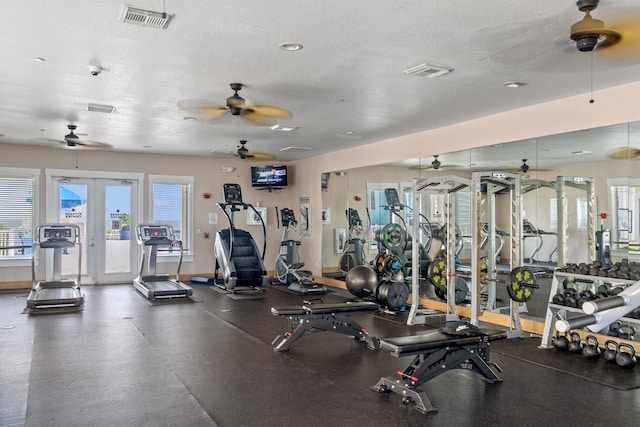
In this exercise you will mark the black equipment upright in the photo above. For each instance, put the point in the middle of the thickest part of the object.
(235, 250)
(288, 266)
(354, 249)
(57, 293)
(153, 238)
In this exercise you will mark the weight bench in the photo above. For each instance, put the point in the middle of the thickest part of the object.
(433, 354)
(310, 318)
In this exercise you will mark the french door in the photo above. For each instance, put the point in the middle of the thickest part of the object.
(106, 208)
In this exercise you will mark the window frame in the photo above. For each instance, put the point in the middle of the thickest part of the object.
(188, 181)
(23, 173)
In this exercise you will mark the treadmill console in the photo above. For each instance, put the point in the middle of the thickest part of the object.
(353, 218)
(57, 233)
(392, 197)
(155, 232)
(232, 194)
(288, 217)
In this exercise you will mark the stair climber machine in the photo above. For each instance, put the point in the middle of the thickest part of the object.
(154, 238)
(288, 266)
(237, 254)
(59, 293)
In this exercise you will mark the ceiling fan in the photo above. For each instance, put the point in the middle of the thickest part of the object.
(73, 140)
(244, 153)
(591, 34)
(236, 106)
(436, 164)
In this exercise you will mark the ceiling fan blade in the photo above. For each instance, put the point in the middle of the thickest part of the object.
(94, 144)
(430, 167)
(629, 44)
(262, 156)
(254, 118)
(202, 109)
(268, 110)
(624, 153)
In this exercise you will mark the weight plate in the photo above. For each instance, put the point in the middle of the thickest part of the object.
(393, 294)
(462, 289)
(392, 236)
(523, 282)
(438, 272)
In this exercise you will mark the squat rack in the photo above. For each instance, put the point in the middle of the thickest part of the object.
(448, 186)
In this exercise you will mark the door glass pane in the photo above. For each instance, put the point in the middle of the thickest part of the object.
(73, 209)
(117, 228)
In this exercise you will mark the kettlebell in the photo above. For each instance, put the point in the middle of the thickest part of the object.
(591, 349)
(610, 351)
(614, 328)
(626, 332)
(558, 299)
(575, 343)
(560, 342)
(625, 359)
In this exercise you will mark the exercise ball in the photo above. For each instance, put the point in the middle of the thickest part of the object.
(361, 281)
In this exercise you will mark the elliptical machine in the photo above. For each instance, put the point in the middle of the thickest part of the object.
(237, 254)
(288, 266)
(354, 250)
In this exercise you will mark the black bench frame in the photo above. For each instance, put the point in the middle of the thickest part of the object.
(312, 318)
(435, 353)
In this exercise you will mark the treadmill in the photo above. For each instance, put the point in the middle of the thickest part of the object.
(58, 293)
(153, 238)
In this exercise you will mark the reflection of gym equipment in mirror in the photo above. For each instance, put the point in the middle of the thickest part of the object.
(445, 261)
(58, 293)
(236, 253)
(354, 250)
(152, 239)
(288, 267)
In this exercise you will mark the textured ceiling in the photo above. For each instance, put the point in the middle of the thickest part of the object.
(348, 77)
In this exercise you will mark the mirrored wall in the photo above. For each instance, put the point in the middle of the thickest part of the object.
(570, 187)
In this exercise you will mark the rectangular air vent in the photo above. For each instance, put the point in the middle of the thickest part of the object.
(100, 108)
(424, 70)
(145, 18)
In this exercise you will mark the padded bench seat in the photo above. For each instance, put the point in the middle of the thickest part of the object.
(310, 318)
(433, 354)
(410, 345)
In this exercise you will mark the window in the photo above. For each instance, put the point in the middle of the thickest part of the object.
(18, 196)
(172, 203)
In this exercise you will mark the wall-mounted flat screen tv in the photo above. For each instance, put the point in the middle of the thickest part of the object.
(269, 176)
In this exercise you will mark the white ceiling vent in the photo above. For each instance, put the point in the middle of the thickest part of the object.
(145, 18)
(101, 108)
(424, 70)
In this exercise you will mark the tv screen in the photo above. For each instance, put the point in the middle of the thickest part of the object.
(269, 176)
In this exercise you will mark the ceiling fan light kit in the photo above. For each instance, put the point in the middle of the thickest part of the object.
(590, 33)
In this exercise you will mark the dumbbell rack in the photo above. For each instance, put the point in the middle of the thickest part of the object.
(554, 311)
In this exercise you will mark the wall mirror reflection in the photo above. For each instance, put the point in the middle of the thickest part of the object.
(578, 202)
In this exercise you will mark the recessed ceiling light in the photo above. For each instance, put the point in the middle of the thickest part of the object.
(284, 128)
(291, 47)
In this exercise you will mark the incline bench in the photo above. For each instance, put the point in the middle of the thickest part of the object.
(435, 353)
(310, 318)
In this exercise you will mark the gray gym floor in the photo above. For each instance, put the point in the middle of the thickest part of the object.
(125, 362)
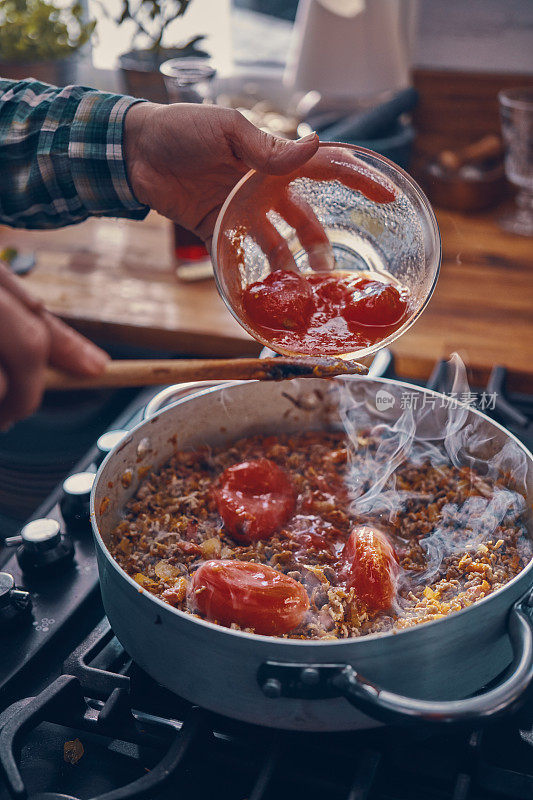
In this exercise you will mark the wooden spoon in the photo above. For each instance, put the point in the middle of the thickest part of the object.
(155, 373)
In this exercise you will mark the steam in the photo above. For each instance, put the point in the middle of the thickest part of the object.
(442, 434)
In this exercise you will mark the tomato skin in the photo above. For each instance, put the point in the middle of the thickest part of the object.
(369, 565)
(282, 301)
(330, 291)
(251, 595)
(255, 499)
(374, 303)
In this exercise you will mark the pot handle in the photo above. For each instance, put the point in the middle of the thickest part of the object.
(308, 681)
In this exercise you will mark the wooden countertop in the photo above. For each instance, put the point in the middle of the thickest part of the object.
(113, 279)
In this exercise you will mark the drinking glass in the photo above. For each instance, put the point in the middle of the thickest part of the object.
(189, 80)
(516, 110)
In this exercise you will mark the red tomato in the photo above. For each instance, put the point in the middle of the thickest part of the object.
(370, 567)
(252, 595)
(374, 303)
(283, 301)
(255, 499)
(330, 290)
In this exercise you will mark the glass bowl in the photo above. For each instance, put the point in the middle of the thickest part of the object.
(373, 222)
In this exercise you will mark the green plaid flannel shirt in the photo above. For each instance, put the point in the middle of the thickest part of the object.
(61, 155)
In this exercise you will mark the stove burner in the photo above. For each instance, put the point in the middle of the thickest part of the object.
(131, 738)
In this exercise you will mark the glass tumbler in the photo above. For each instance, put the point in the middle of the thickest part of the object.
(189, 80)
(516, 110)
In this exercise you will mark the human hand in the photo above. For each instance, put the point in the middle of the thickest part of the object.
(30, 340)
(183, 160)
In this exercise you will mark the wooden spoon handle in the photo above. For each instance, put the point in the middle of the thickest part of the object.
(164, 371)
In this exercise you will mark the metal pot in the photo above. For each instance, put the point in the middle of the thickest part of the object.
(423, 672)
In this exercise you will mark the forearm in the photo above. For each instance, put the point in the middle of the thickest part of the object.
(61, 155)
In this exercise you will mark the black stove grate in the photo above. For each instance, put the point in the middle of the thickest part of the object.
(97, 726)
(162, 747)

◆ Exercise
Could the material above be given again exactly, pictures excluded?

◆ Exercise solution
In this exercise you will mark the black equipment upright in the photo above. For each instance, put the point in the middle of the thickest part of the object.
(235, 250)
(288, 266)
(354, 249)
(57, 293)
(153, 238)
In this exercise you will mark the weight bench in the photo above. For each instance, put the point in the middle of the thickest part of the object.
(433, 354)
(310, 318)
In this exercise you will mark the french door in the photo above. For each instance, put the point in the middle of the thickest part of the object.
(106, 208)
In this exercise you will mark the window frame in the photo above. For each instance, put the point in the middle of the thickest part of the object.
(188, 181)
(23, 173)
In this exercise you will mark the treadmill console in the photo above. For each instance, put the point in the middle of the thickest part of the object.
(353, 218)
(57, 233)
(392, 197)
(155, 232)
(232, 194)
(288, 217)
In this exercise you will mark the stair climber machine in the photo above. For each instance, put the point in the middle of the thickest part of the object.
(154, 238)
(288, 266)
(237, 254)
(59, 293)
In this exercise you will mark the ceiling fan in the photo above. For each instance, put the point in the middle of the thickest part of the object.
(73, 140)
(244, 153)
(591, 34)
(236, 106)
(436, 164)
In this exercise you will mark the ceiling fan blade in the photo above. For each instance, put the point in the middle of the thickest part of the object.
(94, 144)
(430, 167)
(629, 44)
(262, 156)
(254, 118)
(202, 109)
(268, 110)
(624, 153)
In this exercise you will mark the weight plate in the photo above. For each instance, put the point in the middle of the thickest part of the object.
(393, 294)
(462, 289)
(392, 236)
(523, 282)
(438, 272)
In this exercise you will mark the squat rack in the photo above. For each instance, put the point in the middle of the thickest part of the object.
(448, 186)
In this exercise you will mark the door glass pane in the photo above. For each instance, put the point in the middle of the thickest part of the object.
(73, 209)
(117, 228)
In this exercise you will mark the kettlebell in the photo above. For each instance, put the point in the middle of the thickest part of the object.
(591, 349)
(610, 351)
(614, 328)
(626, 332)
(558, 299)
(575, 343)
(560, 342)
(625, 359)
In this exercise you will mark the exercise ball in the photo above. For each instance, put the point in the middle of the thickest part of the object.
(361, 281)
In this exercise you will mark the elliptical machine in the photo above. For each instance, put the point in the middle of the thickest part of the object.
(237, 254)
(288, 266)
(354, 250)
In this exercise you will mark the black bench frame in the photo above. For each instance, put the point in the middle of the thickest part of the object.
(312, 318)
(435, 353)
In this exercise you will mark the treadmill in the photo above. For each instance, put the point in the middle of the thickest part of the object.
(58, 293)
(153, 238)
In this exercise you will mark the reflection of gym equipment in mirror in the photo above. For each instance, put the point in the middle of the thickest part of the object.
(445, 261)
(58, 293)
(236, 253)
(354, 250)
(152, 239)
(288, 267)
In this exercise you will mark the textured ceiling in the photo above. For each instance, put the point in the middle of the thickest part of the object.
(348, 77)
In this exercise you will mark the mirrored wall in the photo above. For each instance, put the point in the middle of the thickest part of the object.
(570, 187)
In this exercise you will mark the rectangular air vent in the photo above. For each instance, put the point in the middle of the thickest part of the object.
(100, 108)
(424, 70)
(145, 18)
In this exercise you will mark the padded bench seat in the photo above. For each instance, put the point in the middle of the thickest part of the object.
(310, 318)
(433, 354)
(410, 345)
In this exercise you will mark the window in the photo above. For each instance, put the point in the middle of the thickest part of the object.
(18, 196)
(172, 203)
In this exercise you will mark the wall-mounted flat screen tv in the photo above. For each instance, put the point in the middle of the thickest part of the object.
(269, 176)
In this exercise you will mark the white ceiling vent in the photo above. For each instance, put the point in the middle of the thickest part of the object.
(145, 18)
(101, 108)
(424, 70)
In this exercise you will mark the tv screen in the photo above. For each instance, put the point in the middle of the thickest part of the object.
(269, 176)
In this exercise you will mark the ceiling fan light kit in the photo above. For each instance, put the point in the middle of the thickest part of the object.
(590, 33)
In this exercise you will mark the dumbbell rack in the photo above. For each instance, put the point in the middle of the thickest part of the object.
(554, 311)
In this exercise you will mark the wall mirror reflection in the photo above. For each instance, put the point in the middle of the thickest part of the object.
(578, 202)
In this exercise you will mark the recessed ceiling light in the photo above. For each instance, put the point in the middle of the thickest part of the object.
(284, 128)
(291, 47)
In this exercise you will mark the incline bench in the photo above. For each instance, put the point in the middle of the thickest part of the object.
(435, 353)
(310, 318)
In this exercise you will mark the gray gym floor in the photo above. For each instance, put the point in the middle of the thickest part of the object.
(125, 362)
In this exercise you will mark the wooden spoon in the photo above. For each instance, put the point in the middle of the thickest part of the object.
(155, 373)
In this exercise you will mark the steam in the photo above. For each instance, put the point in the middle of the thickest part of the object.
(442, 434)
In this exercise you will mark the tomato skin in the photo above. For each instance, put the point in the middle of the thickest part of the object.
(369, 565)
(282, 301)
(330, 291)
(251, 595)
(255, 499)
(374, 303)
In this exercise you will mark the pot handle in the photo above. For each instance, put the point in the middle of the thickest part of the object.
(308, 681)
In this exercise you will mark the wooden countertop in the photo above. For each instance, put the point in the middle of the thickest part of the object.
(113, 279)
In this exercise you will mark the drinking glass in the photo above. For each instance, put the point in the middle of the thickest part of the object.
(189, 80)
(516, 110)
In this exercise you will mark the red tomato in the photo above. For each instance, put the point in the middle of the thickest part of the object.
(370, 567)
(252, 595)
(374, 303)
(283, 301)
(255, 499)
(330, 290)
In this exercise you will mark the glass bowl in the photo above. For each instance, put the point in the middle of the thickest part of the object.
(373, 222)
In this exercise you will mark the green plaid flannel shirt in the photo above. For each instance, put the point in the middle of the thickest part of the object.
(61, 155)
In this exercise you will mark the stove burner in the photo above. For each instance, put the point in the middle of the thickest part of the object.
(131, 738)
In this exercise you will mark the glass tumbler in the photo above. For each instance, put the point in the middle of the thickest part of the object.
(189, 80)
(516, 110)
In this exercise you will mark the human hand in the photo above. For each instance, put the point in the middle of the thickest part of the object.
(30, 340)
(183, 160)
In this exercise you will mark the wooden spoon handle in the photo above. For each instance, put the point in the middle of the thickest part of the object.
(164, 371)
In this exercise you will mark the metal pot in the photo above. For each instance, put the point in the middle of the thickest part of the object.
(423, 672)
In this exercise you will mark the forearm in the photo above. For each instance, put the point in the middle of the thickest part of the object.
(61, 155)
In this exercise you will mark the black stove grate in the photo above. For each instance, put the point in the middle of the thickest part of the object.
(97, 726)
(162, 747)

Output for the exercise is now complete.